| Your objective |
Output every record verbatim, and omit each picture.

| Extracted data |
..............................

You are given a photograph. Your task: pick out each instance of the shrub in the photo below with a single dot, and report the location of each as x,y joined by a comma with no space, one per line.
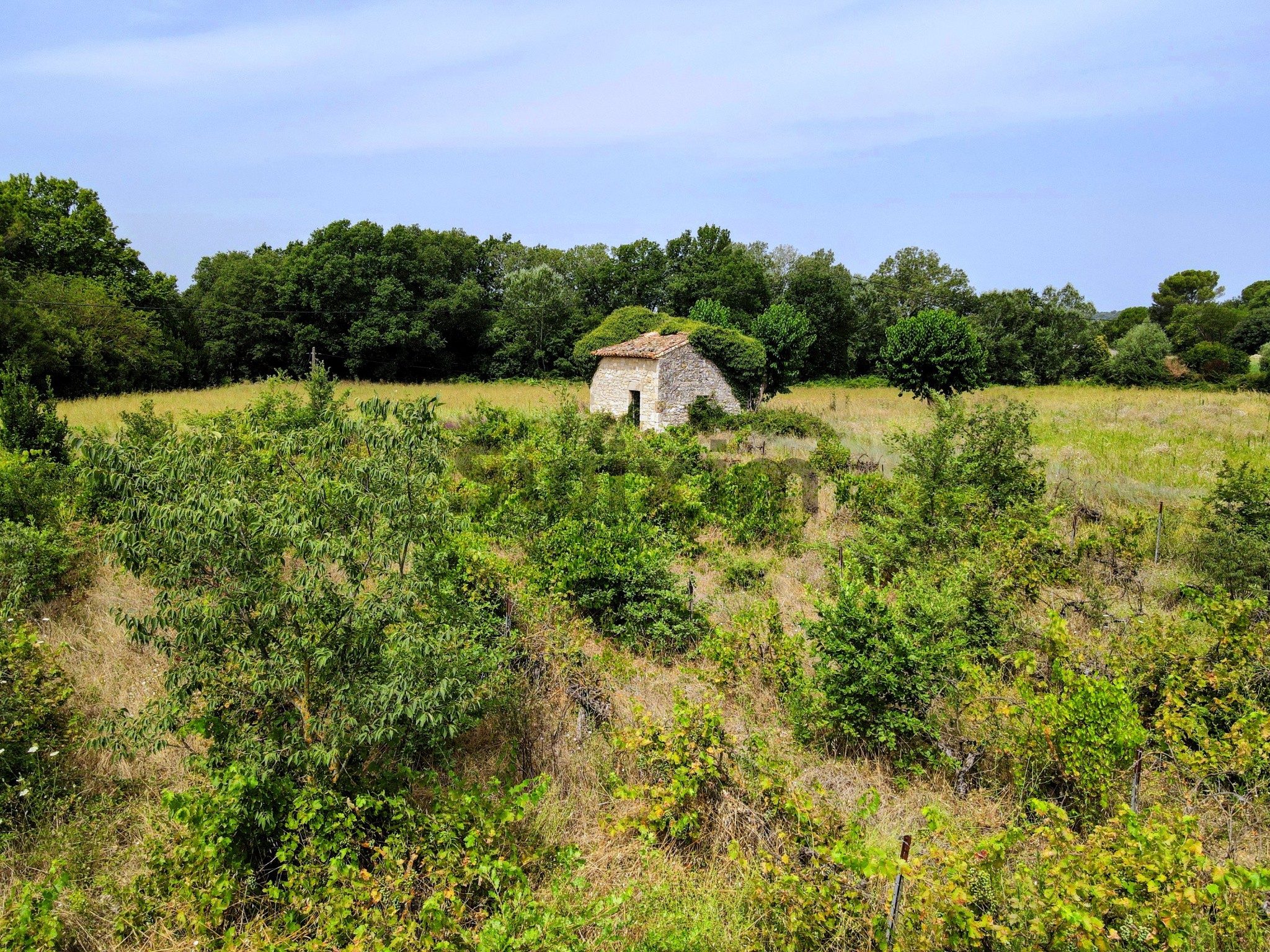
494,427
1140,358
1072,739
314,589
373,871
31,488
1137,881
879,673
756,505
1210,711
934,352
741,359
35,725
705,415
619,574
30,420
1233,546
1253,334
1214,362
35,564
686,763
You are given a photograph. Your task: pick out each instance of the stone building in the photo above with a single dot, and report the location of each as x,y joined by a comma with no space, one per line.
654,379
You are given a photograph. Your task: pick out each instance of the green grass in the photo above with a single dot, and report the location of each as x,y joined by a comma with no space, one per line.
1130,446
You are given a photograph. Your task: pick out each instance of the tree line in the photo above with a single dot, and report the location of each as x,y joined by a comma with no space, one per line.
81,309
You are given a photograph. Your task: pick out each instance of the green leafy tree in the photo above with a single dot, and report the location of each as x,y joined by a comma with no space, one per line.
912,281
1033,338
786,335
934,352
535,332
1233,547
710,265
827,294
74,333
321,610
1256,295
234,301
1214,362
1189,287
1123,323
878,673
1140,358
1253,333
741,359
1209,323
623,324
54,226
29,419
710,311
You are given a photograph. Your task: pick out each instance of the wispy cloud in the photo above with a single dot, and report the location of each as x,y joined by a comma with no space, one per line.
737,77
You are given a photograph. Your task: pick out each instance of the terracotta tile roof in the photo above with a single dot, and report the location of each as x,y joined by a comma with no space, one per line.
651,346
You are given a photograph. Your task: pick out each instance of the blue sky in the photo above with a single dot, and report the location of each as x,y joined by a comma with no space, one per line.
1105,143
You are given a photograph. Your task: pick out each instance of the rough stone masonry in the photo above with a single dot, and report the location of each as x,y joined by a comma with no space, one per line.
655,376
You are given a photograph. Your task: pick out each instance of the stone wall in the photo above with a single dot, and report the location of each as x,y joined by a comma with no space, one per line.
667,386
685,375
615,380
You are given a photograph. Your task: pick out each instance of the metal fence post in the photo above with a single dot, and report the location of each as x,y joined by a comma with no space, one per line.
900,888
1137,782
1160,528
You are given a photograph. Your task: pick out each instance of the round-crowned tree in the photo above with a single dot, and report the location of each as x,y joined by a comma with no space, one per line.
934,352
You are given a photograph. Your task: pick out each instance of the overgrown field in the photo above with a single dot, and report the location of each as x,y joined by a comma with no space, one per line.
499,674
1132,446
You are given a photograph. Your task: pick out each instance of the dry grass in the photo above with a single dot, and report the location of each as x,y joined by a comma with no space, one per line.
455,399
1128,446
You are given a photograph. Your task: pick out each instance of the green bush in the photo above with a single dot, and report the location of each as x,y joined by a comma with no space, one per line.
619,574
373,871
1140,358
30,420
934,352
741,359
1075,743
35,564
882,664
1214,362
31,488
315,589
705,415
494,427
757,503
1139,881
1233,546
686,765
624,324
35,725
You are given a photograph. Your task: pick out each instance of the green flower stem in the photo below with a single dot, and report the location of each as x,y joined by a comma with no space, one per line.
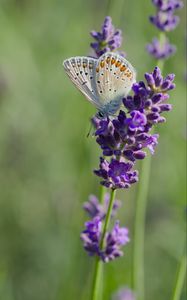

..............................

| Response to this exercise |
You are given a photograph. Your task: pick out each instance of the shrub in the photo below with a single dot, and report the location of each as x,y joined by a comma with no space, one per line.
494,427
1140,358
1072,739
314,589
373,871
31,488
1137,881
879,673
756,505
1210,711
934,352
741,359
35,725
705,415
619,574
30,420
1233,546
1253,334
1214,362
35,564
686,763
You are given a photograph. Your task: pick out each instance of the stone building in the photo above with a single dot, and report the location of each as x,y joined by a comma with no space, one per line.
654,379
You are given a photograph. Your task: pick out each instance of the green grass in the photo above with a single dot, and report the location of each as x,y joined by a comma with no space, one per line.
1130,446
You are given a photograph. Your task: pick out each instance of the tree line in the photo above with a single dot, and report the location of each as x,y joined by a comma with no space, one per line.
81,309
You are given a photograph. Your task: pick out each instance of the green leafy tree in the photo above with a single dot, and report the location of each as x,y joined by a comma with no space, one per line.
912,281
1033,338
786,335
934,352
535,332
1233,547
710,265
827,294
74,333
321,610
1256,295
234,301
1214,362
1189,287
1123,323
878,673
1140,358
1253,333
741,359
1209,323
623,324
54,226
29,419
710,311
You are given a photograph. Your task: pick out each instance of the wispy cloud in the photo above with a single dot, and report the location of each as x,y joined by a comma with no space, one per line.
737,77
You are given a photograph. Your task: pick out each instance of the terracotta tile roof in the photo above with a single dot, and report the location of each as x,y joined by a comma with no space, one per line.
651,346
You are given a photograph. Your task: pick out each instance of the blue sky in the photo above with a single dot, and report the location of each as x,y joined by a comma with no space, one per line.
1105,143
You are given a photograph. Your task: pick out each instance of the rough stone masonry in the photo above with a single dot, and report the location of each as x,y joined by a comma with no space, one per line.
655,376
You are given a photograph. Your task: pick out each instance of the stone wall in the photo above with a single dot, and report the location of each as x,y joined by a comma with no space, one per line.
667,386
685,375
615,380
You are given a photograph. Your task: pick out each instance of the metal fence post in the photo above with a single dot, and report the location of each as x,y joined by a comma with no space, one per line.
900,888
1137,782
1160,528
You are given a photograph. Your task: pick out each instance of the round-crowned tree in the photo above with a single dot, and report the location of each as x,y joined by a comma with no space, one per line.
934,352
You are given a photograph. Your task: pick out each instance of the overgrown field in the photo above with a single dot, and report the location of each as x,y joined by a comma with no space, one per line.
499,674
1132,446
You are given a photograph. Your task: pick out each instance of the dry grass in the photo above with a single dot, and report the location of each as x,y joined by a comma with no space, one per line.
455,399
1128,446
You are given a photograph. Your task: pick out each instance of the green bush in the photo above with a single dot, and report the location of each as x,y joined by a comma with no space, one per line.
619,574
373,871
1140,358
30,420
934,352
741,359
1075,743
35,564
882,664
1214,362
31,488
315,589
705,415
494,427
757,503
1139,881
1233,546
686,765
624,324
35,725
You are given a photograph. Your task: pick out each instance of the green flower stem in the photo below with a single dot, and report the location of each as x,y joined by a comma with no space, one per line.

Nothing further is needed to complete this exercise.